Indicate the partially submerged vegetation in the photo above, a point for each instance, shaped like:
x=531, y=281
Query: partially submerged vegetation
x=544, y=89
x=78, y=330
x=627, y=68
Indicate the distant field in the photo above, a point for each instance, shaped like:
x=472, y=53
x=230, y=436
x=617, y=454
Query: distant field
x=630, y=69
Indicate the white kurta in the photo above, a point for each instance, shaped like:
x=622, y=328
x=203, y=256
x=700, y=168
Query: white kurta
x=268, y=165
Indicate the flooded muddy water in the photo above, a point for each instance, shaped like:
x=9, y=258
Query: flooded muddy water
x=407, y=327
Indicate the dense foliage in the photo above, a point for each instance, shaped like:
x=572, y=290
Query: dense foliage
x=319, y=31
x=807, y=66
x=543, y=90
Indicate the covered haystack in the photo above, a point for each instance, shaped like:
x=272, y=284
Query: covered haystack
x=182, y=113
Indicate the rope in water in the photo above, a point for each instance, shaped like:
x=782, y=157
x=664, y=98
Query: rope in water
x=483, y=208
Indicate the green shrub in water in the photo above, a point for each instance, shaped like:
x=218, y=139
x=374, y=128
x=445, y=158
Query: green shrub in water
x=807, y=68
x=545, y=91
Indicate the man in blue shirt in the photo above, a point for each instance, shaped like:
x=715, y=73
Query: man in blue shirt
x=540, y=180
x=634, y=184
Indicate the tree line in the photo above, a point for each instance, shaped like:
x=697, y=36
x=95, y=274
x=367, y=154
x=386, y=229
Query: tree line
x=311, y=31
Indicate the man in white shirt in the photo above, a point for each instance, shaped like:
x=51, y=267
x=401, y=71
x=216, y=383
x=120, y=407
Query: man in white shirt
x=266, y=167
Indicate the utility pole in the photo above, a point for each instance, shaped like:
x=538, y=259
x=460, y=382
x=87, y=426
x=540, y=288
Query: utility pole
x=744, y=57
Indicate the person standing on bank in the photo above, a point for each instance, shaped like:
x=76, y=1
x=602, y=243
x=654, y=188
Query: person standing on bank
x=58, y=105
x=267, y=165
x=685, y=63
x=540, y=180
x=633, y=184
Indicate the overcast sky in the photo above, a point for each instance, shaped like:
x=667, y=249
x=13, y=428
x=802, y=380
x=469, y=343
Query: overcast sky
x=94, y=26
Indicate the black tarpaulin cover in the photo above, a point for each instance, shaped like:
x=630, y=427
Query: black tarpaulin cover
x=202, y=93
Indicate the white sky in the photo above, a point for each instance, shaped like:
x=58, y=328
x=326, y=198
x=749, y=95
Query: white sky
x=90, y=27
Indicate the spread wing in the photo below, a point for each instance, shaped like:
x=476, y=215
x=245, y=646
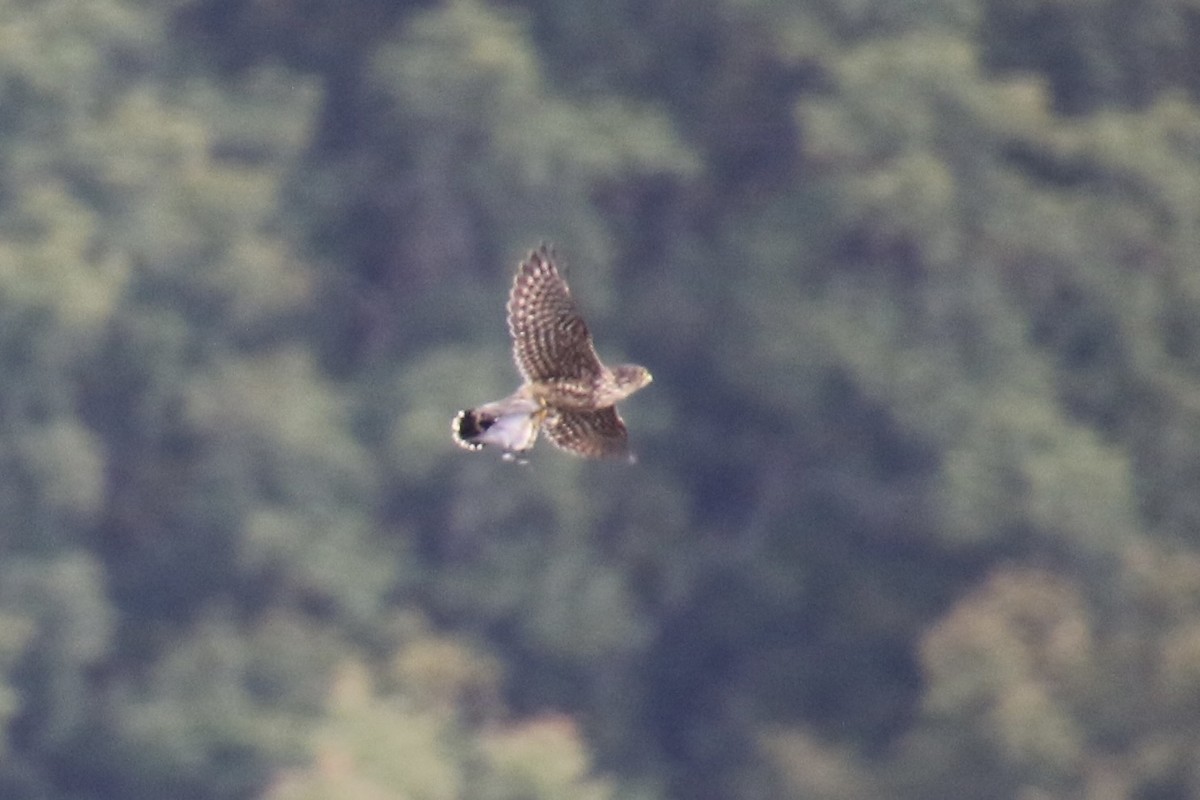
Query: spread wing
x=550, y=340
x=592, y=434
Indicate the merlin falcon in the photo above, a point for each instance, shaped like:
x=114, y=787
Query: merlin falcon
x=568, y=392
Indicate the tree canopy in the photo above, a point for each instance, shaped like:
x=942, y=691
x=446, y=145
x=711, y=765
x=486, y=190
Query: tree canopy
x=915, y=513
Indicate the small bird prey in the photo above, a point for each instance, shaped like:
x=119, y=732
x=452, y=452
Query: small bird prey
x=567, y=392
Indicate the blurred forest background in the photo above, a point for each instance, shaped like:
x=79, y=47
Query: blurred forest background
x=917, y=512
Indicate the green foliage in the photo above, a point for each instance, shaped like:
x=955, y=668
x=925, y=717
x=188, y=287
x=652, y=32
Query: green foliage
x=916, y=509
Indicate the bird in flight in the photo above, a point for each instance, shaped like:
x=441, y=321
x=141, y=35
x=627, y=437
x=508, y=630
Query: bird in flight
x=568, y=392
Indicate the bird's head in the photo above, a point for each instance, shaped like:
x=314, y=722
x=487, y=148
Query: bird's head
x=631, y=377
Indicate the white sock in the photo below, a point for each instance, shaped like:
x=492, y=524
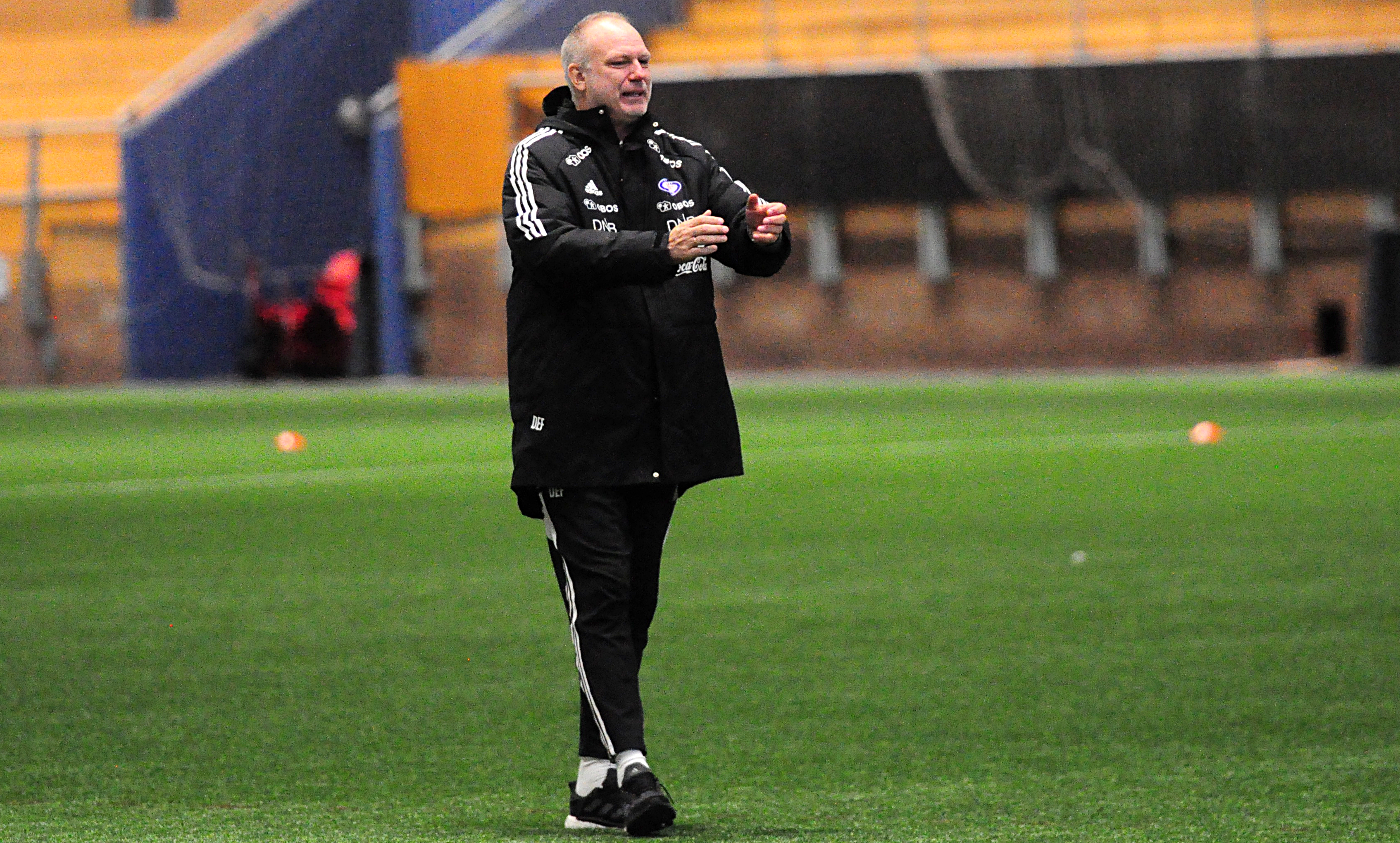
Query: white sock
x=593, y=772
x=629, y=758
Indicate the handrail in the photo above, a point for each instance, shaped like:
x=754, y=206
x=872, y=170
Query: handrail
x=208, y=59
x=72, y=194
x=65, y=127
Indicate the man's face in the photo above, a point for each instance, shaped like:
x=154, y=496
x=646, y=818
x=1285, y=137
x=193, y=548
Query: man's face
x=618, y=73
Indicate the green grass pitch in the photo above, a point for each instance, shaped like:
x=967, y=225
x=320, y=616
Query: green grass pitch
x=880, y=633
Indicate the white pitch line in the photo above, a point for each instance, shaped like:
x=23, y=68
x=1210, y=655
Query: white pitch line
x=758, y=454
x=1076, y=442
x=257, y=481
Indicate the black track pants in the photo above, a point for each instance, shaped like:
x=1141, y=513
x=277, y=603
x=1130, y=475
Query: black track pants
x=605, y=544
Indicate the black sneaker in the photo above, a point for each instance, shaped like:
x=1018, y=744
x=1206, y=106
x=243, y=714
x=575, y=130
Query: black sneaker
x=650, y=810
x=605, y=807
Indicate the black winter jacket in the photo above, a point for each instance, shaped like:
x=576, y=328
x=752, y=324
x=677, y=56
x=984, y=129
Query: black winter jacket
x=617, y=375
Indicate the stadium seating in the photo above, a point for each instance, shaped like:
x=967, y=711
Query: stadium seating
x=87, y=16
x=82, y=61
x=818, y=30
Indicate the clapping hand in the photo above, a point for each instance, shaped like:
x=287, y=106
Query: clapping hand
x=765, y=219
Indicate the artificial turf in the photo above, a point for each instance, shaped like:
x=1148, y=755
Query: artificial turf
x=880, y=633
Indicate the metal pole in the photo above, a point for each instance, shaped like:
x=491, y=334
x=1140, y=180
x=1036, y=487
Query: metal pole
x=1262, y=29
x=34, y=293
x=1081, y=24
x=923, y=24
x=31, y=194
x=769, y=9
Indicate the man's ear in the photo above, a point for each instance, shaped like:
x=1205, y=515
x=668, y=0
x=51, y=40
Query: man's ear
x=576, y=80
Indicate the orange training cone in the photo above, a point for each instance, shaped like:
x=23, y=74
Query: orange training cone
x=290, y=440
x=1207, y=433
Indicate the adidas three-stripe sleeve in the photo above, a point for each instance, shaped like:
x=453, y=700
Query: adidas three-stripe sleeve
x=549, y=240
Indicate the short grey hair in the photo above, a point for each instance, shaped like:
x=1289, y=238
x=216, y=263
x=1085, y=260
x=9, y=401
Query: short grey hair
x=574, y=51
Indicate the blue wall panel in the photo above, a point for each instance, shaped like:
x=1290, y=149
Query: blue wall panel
x=251, y=167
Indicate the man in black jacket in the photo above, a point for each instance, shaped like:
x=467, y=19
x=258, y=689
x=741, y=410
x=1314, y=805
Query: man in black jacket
x=619, y=395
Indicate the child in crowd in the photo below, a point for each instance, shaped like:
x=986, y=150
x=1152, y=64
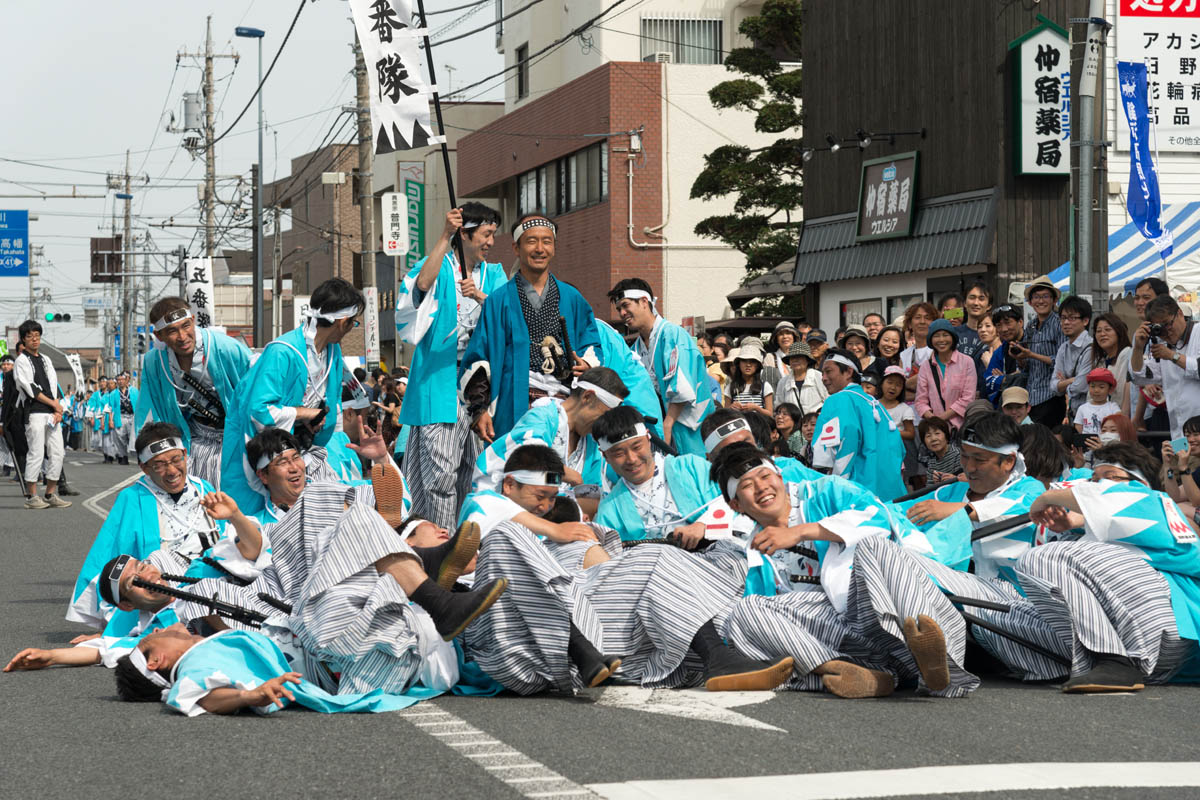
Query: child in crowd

------------------------------------------------------------------------

Leave out the pictures and print every line of the data exactly.

**Written solution**:
Indicate the partially submerged vegetation in the photo above, a point for each instance, shaped like:
x=531, y=281
Query: partially submerged vegetation
x=544, y=89
x=78, y=330
x=627, y=68
Indicate the distant field in the photo above, a point for each instance, shaped like:
x=472, y=53
x=230, y=436
x=617, y=454
Query: distant field
x=630, y=69
Indicate the white kurta in the photo above, a point for each instance, shaped like:
x=622, y=328
x=203, y=256
x=700, y=168
Query: white kurta
x=268, y=165
Indicate the flooded muddy water in the photo above, a point for each instance, shaped like:
x=9, y=258
Query: flooded muddy water
x=407, y=327
Indicate the dense foliage in the photo above, a point for each instance, shaped like:
x=572, y=290
Query: dense foliage
x=319, y=31
x=807, y=66
x=543, y=90
Indicate the covered haystack in the photo above, a point for each instance, shaped like:
x=272, y=284
Query: covered haystack
x=182, y=113
Indicate the rope in water in the photo above, a point for each instance, shaped like:
x=782, y=157
x=664, y=98
Query: rope in water
x=483, y=208
Indicate the green shrub in water in the photo above, a point for each instance, shaped like:
x=218, y=139
x=374, y=128
x=445, y=158
Query: green shrub in water
x=807, y=68
x=545, y=91
Indicate the man in blue shirt in the photo above, a point for each instance, shaped like:
x=715, y=73
Query: man in blue shirt
x=540, y=180
x=634, y=184
Indicate the tree line in the photo above, a point for each instance, shaped like:
x=697, y=36
x=95, y=274
x=367, y=154
x=386, y=229
Query: tree line
x=311, y=31
Indicate the man in white shirt in the photo above, a point for each instance, shaped like:
x=51, y=267
x=401, y=71
x=216, y=383
x=120, y=407
Query: man in white shirt
x=266, y=167
Indicate the utility pole in the photo above, a point for each instance, shaped like:
x=538, y=259
x=460, y=382
x=87, y=426
x=540, y=288
Query: utility pole
x=744, y=57
Indicate the person standing on bank in the photo above, a point for each instance, shaped like:
x=76, y=1
x=602, y=243
x=654, y=188
Query: person standing on bank
x=58, y=105
x=267, y=165
x=685, y=63
x=540, y=180
x=633, y=184
Indicate the overcast sky in the photo above, a point for each instance, shaped like:
x=667, y=249
x=13, y=428
x=802, y=380
x=469, y=343
Query: overcast sky
x=94, y=26
Indicate the black tarpaulin cover in the photo above, a point for each instance, shaped like:
x=630, y=427
Query: black tarpaulin cover
x=202, y=93
Indicate the white sky in the photo above, a point for each instance, shaped like:
x=58, y=328
x=326, y=198
x=749, y=95
Query: white sky
x=90, y=27
Indicate the spread wing in the photo below, a point for each instance, shaped like:
x=476, y=215
x=245, y=646
Query: spread wing
x=550, y=340
x=592, y=434
Indicate the merlin falcon in the photo above, a point for each instance, shaped like:
x=114, y=787
Query: merlin falcon
x=568, y=392
Indicate the tree canopy in the photo above, a point for each instance, shaped like:
x=942, y=691
x=446, y=145
x=711, y=765
x=486, y=190
Query: tree canopy
x=915, y=513
Indicate the small bird prey in the photo above, a point for each instance, shaped like:
x=119, y=732
x=452, y=452
Query: small bird prey
x=567, y=392
Indicate the blurred forest background in the photo above, a point for each instance, shaped like:
x=79, y=47
Query: blurred forest background
x=917, y=512
Indicate the green foliage in the photo above, a point for each instance, shaped like:
x=955, y=668
x=925, y=717
x=188, y=287
x=652, y=32
Query: green foliage
x=916, y=509
Indicate the bird in flight in the photo above, a point for each instance, shaped like:
x=441, y=321
x=141, y=35
x=627, y=437
x=508, y=630
Query: bird in flight
x=568, y=392
Indicate the bird's head in the photo above, a point for each instance, shaped like:
x=314, y=722
x=487, y=148
Query: bird's head
x=631, y=377
Indicate the white sock in the photo below, a point for each instance, shaped like:
x=492, y=524
Query: white sock
x=593, y=772
x=629, y=758
Indicate the handrail in the photo above, a point for each instance, shaped like:
x=754, y=206
x=872, y=170
Query: handrail
x=208, y=59
x=72, y=194
x=65, y=127
Indicate the man's face in the photo above, a point for each instance, shaped like:
x=154, y=496
x=646, y=818
x=1285, y=137
x=193, y=548
Query: man's face
x=618, y=73
Indicate the green grass pitch in the photo above, a point for each instance, shaped like:
x=967, y=225
x=320, y=616
Query: green grass pitch
x=880, y=633
Indicate the white pitch line in the photo above, a point for each instance, shaped like:
x=23, y=68
x=1210, y=655
Query: white pitch line
x=758, y=454
x=1076, y=442
x=257, y=481
Indicate the black track pants in the photo above, a point for each instance, shaped like:
x=1141, y=513
x=277, y=603
x=1130, y=475
Query: black track pants
x=605, y=544
Indicate the black sneaker in the photo above, a point for each instance, shaped like:
x=1018, y=744
x=1206, y=106
x=243, y=714
x=575, y=130
Query: black sneaker
x=650, y=810
x=605, y=807
Indicate the black winter jacket in the photo above, a point for each instance, shaped like:
x=576, y=328
x=752, y=324
x=677, y=56
x=984, y=129
Query: black winter jacket
x=617, y=375
Indicate the stadium seating in the photo above, a point for each instance, shaped like:
x=967, y=711
Query: stadium seating
x=87, y=16
x=82, y=61
x=818, y=30
Indicate the clapping hand in the photo above, a point for each instance, shaped like:
x=287, y=106
Query: clapping hand
x=765, y=219
Indicate the artificial turf in the photo above, a point for each instance, shaped like:
x=1148, y=755
Query: artificial turf
x=880, y=633
Indicate the metal pole in the photo above, a point for each instance, shaped like:
x=491, y=334
x=1140, y=180
x=1036, y=487
Query: metal pole
x=1262, y=29
x=34, y=293
x=1081, y=24
x=923, y=24
x=31, y=194
x=769, y=9
Indicate the man's ear in the photo above, a point for each instance, shaped like:
x=1205, y=515
x=668, y=0
x=51, y=40
Query: man's ear
x=576, y=80
Indicate the orange training cone in the photo above, a point for each instance, shaped like:
x=23, y=74
Query: orange training cone
x=290, y=440
x=1207, y=433
Indicate the adidas three-stripe sleeve in the photo above, a point for each instance, shaped like:
x=453, y=700
Query: adidas three-stripe sleeve
x=549, y=240
Indicate the short grey hair in the photo above, a point for each instance, shaped like:
x=1289, y=238
x=216, y=263
x=1085, y=260
x=9, y=401
Query: short grey hair
x=574, y=51
Indicate the blue wall panel in the photo above, a point for each instance, shaped like:
x=1290, y=149
Query: blue wall panel
x=251, y=167
Indicate the man in black jacket in the photo above, a point for each instance, shaped like:
x=467, y=19
x=258, y=689
x=741, y=410
x=1314, y=805
Query: man in black jacket
x=619, y=395
Indicate the child in crowd in the photo below, a point for each instance, shaped like:
x=986, y=150
x=1152, y=64
Query: child in crowd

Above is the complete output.